↓

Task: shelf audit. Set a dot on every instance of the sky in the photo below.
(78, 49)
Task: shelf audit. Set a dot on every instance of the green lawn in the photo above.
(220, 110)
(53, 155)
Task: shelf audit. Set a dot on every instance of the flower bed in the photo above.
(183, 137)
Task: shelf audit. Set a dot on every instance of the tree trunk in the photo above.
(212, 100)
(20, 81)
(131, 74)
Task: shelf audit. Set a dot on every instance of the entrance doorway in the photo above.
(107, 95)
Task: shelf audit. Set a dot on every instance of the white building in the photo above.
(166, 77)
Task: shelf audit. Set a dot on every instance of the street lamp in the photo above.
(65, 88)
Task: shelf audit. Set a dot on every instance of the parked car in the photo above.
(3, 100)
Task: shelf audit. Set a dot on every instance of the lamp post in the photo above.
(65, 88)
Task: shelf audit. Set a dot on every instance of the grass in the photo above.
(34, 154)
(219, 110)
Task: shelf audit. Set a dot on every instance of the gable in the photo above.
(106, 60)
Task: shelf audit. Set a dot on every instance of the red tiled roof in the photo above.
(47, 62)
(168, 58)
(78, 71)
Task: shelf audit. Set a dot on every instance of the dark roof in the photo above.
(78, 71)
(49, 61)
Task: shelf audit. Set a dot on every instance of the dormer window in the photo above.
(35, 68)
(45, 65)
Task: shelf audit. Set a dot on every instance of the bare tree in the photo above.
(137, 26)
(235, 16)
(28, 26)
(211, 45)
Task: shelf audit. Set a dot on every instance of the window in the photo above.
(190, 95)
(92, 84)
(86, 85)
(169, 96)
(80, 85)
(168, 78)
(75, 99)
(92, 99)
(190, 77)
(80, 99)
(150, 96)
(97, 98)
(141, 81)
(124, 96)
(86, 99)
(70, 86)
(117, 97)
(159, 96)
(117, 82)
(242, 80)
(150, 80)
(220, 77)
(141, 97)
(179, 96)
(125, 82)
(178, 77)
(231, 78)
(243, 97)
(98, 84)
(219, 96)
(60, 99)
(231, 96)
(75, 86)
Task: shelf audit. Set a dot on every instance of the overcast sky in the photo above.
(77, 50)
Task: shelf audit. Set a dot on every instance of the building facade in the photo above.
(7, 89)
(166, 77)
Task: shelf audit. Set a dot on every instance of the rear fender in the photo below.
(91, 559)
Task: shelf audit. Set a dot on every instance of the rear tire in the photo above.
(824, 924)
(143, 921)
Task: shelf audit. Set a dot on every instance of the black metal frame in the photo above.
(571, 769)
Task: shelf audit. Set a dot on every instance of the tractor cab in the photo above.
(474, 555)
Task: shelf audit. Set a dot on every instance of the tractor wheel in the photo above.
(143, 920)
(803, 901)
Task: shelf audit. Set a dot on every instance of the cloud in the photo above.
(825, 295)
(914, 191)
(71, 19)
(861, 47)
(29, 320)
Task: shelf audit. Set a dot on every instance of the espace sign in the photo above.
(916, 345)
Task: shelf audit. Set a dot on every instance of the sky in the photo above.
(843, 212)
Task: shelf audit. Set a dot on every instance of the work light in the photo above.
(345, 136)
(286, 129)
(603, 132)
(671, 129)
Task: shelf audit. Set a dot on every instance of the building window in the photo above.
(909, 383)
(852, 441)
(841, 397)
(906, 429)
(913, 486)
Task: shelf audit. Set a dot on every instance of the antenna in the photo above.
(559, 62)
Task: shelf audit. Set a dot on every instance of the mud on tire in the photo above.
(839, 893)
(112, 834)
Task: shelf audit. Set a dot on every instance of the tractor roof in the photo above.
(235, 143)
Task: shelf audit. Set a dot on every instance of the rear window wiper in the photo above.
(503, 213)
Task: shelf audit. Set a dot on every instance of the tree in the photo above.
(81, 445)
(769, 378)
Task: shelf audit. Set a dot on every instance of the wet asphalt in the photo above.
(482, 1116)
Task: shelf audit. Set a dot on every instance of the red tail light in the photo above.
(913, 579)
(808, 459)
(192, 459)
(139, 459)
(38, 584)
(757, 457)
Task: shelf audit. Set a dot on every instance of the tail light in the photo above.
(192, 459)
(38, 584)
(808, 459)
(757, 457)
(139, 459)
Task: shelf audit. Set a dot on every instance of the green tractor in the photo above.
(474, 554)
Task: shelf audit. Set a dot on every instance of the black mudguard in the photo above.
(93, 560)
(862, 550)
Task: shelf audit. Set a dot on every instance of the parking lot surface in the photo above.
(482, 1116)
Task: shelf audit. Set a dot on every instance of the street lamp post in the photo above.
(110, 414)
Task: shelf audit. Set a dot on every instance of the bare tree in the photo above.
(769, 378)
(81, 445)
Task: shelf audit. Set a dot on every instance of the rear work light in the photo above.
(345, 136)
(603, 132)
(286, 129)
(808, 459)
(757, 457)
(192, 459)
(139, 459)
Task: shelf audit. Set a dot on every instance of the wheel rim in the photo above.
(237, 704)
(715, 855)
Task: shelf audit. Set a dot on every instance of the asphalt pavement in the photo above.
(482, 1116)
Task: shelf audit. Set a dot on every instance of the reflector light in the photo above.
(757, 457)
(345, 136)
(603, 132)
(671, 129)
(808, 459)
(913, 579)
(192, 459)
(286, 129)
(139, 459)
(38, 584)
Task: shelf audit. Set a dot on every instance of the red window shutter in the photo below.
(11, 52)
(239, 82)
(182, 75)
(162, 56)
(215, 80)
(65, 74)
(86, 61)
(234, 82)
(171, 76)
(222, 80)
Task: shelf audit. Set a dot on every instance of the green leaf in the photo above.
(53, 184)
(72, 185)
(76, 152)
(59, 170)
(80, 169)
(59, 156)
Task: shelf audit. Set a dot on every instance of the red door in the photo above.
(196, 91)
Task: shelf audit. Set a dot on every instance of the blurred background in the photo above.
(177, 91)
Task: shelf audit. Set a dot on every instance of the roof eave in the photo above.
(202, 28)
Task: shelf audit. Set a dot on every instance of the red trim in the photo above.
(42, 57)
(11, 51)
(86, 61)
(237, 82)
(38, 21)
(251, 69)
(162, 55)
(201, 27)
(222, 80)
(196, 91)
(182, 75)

↑

WHAT TO WORK ON
Word for word, transcribe all of the records.

WRITTEN REPLY
Task: shelf audit. Set a dot on every instance of the sky in the photo below.
(78, 49)
Task: shelf audit. Set a dot on every instance of the green lawn in the photo above.
(220, 110)
(53, 155)
Task: shelf audit. Set a dot on every instance of the flower bed in the photo above.
(183, 137)
Task: shelf audit. Set a dot on every instance of the tree trunk in the photo above.
(212, 100)
(20, 81)
(131, 74)
Task: shelf audit. Set a dot on every instance of the entrance doorway in the photo above.
(107, 95)
Task: shelf audit. Set a dot on every instance of the white building in the photo above.
(166, 77)
Task: shelf audit. Set a dot on every instance of the street lamp in the photo above.
(65, 88)
Task: shelf audit. Set a dot on every instance of the parked car in the photo above.
(3, 100)
Task: shelf audit. Set a dot on every instance of the lamp post in the photo above.
(65, 88)
Task: shelf audit. Set a dot on every instance of the grass in the photo above.
(34, 154)
(219, 110)
Task: shelf audit. Set a dot on every instance of the gable in the photo above.
(106, 60)
Task: shelf audit. Set a dot on every instance of the red tiled roof in the photo above.
(47, 62)
(168, 58)
(78, 71)
Task: shelf audit. Set a dot on every instance of the dark roof in the photo above.
(78, 71)
(49, 61)
Task: shelf audit. Set a dot on every instance of the dormer window in the photo above.
(35, 68)
(45, 65)
Task: shelf audit. Set a dot on every instance of the bare tree in the photo above.
(137, 26)
(235, 16)
(28, 26)
(211, 45)
Task: shelf audit. Set a dot on every instance of the window in the photo above.
(190, 95)
(92, 84)
(86, 85)
(169, 96)
(80, 85)
(168, 78)
(75, 99)
(92, 99)
(190, 77)
(80, 99)
(150, 96)
(97, 98)
(141, 81)
(124, 96)
(86, 99)
(70, 86)
(117, 97)
(159, 96)
(117, 82)
(242, 80)
(150, 80)
(220, 77)
(141, 97)
(179, 96)
(125, 82)
(178, 77)
(231, 78)
(243, 97)
(98, 84)
(219, 96)
(60, 99)
(231, 96)
(75, 86)
Task: shelf audit. Set a dot on every instance of the overcast sky in the photo above.
(77, 50)
Task: shelf audit. Set a dot on every instance of the building facade in the photo above.
(7, 89)
(166, 77)
Task: shelf audit. Set a dot on every instance of the rear fender in the photo below.
(91, 559)
Task: shelf audit. Set a dot on every instance of the rear tire in the photo above.
(824, 924)
(143, 921)
Task: shelf audit. Set a dot on every instance of the black metal frame in the photo above.
(571, 769)
Task: shelf audit. Set a dot on every instance of the tractor cab in the photo above.
(474, 555)
Task: shelf audit. Set a dot on every instance of the tractor wheel in the photo above.
(143, 920)
(803, 901)
Task: shelf audit. Set a dot on every instance of the cloud in the photo above.
(825, 295)
(914, 191)
(71, 19)
(861, 47)
(29, 320)
Task: shelf audit. Set a dot on every instance of the espace sign in the photo above.
(916, 345)
Task: shelf audit. Set a dot on every instance of the sky in the photo above.
(843, 212)
Task: shelf audit. Set a dot on every instance of the work light in the photo above.
(345, 136)
(286, 129)
(603, 132)
(671, 129)
Task: shelf audit. Set a dot on every instance of the building window in the photo above.
(909, 383)
(852, 441)
(841, 397)
(906, 429)
(913, 486)
Task: shelf audit. Set a dot on every instance of the antenna in the photo above.
(559, 62)
Task: shelf audit. Set a dot on every instance of the mud on tire in the photo above.
(839, 893)
(112, 834)
Task: shelf audit. Set a dot on every instance of the tractor roof in the photo above.
(235, 143)
Task: shelf audit. Set a dot on every instance of the rear window wiper in the photo above.
(503, 213)
Task: shelf audit. Set a dot on every instance of the tree in the photo above.
(81, 445)
(769, 378)
Task: shelf audit. Set a dot on every instance of the wet asphalt in the photo above.
(482, 1116)
Task: shelf audit. Set a dot on every instance of the red tail light in the photo above.
(913, 579)
(808, 459)
(192, 459)
(139, 459)
(38, 584)
(757, 457)
Task: shelf audit. Set a dot on every instance of the tail light in the photo above.
(192, 459)
(38, 584)
(808, 459)
(757, 457)
(139, 459)
Task: shelf audit. Set a dot on every instance of the green tractor in the photo above.
(474, 554)
Task: shelf audit. Set a dot on every instance of the black mudguard in the photo above.
(93, 560)
(862, 550)
Task: shelf audit. Set a dot on every instance of the parking lot surface in the photo above.
(482, 1116)
Task: shelf audit. Set a dot on every instance of the street lamp post in the photo above.
(110, 414)
Task: shelf audit. Set a dot on every instance of the bare tree in the photo above.
(769, 378)
(81, 445)
Task: shelf audit. Set a dot on every instance of the rear work light in the photo above.
(345, 136)
(603, 132)
(286, 129)
(808, 459)
(757, 457)
(192, 459)
(139, 459)
Task: shelf audit. Set a dot on every instance of the wheel rim in the photo above.
(237, 704)
(715, 855)
Task: shelf audit. Set a dot on every instance of the asphalt pavement in the photo above.
(482, 1116)
Task: shelf audit. Set a dot on every instance of the reflector light in the photo above.
(757, 457)
(345, 136)
(603, 132)
(671, 129)
(808, 459)
(913, 579)
(192, 459)
(286, 129)
(139, 459)
(38, 584)
Task: shelf audit. Set a dot on every instance of the red window shutter in the photo below.
(11, 52)
(239, 82)
(182, 75)
(162, 56)
(215, 80)
(65, 74)
(86, 61)
(234, 82)
(171, 76)
(222, 80)
Task: shelf audit. Set a dot on every instance of the green leaf in the photo above.
(53, 184)
(72, 185)
(76, 152)
(59, 170)
(80, 169)
(59, 156)
Task: shelf audit. Set a dot on every instance of the red door in the photo above.
(196, 91)
Task: shelf audit. Set a dot on every instance of the blurred background in the photo above.
(177, 91)
Task: shelf audit. Set a dot on every instance of the roof eave in the photo above.
(202, 28)
Task: shelf audit. Set a dot on every instance of the red trim in the photo above.
(42, 57)
(11, 51)
(86, 61)
(237, 82)
(38, 21)
(251, 69)
(162, 55)
(201, 27)
(222, 80)
(196, 91)
(182, 75)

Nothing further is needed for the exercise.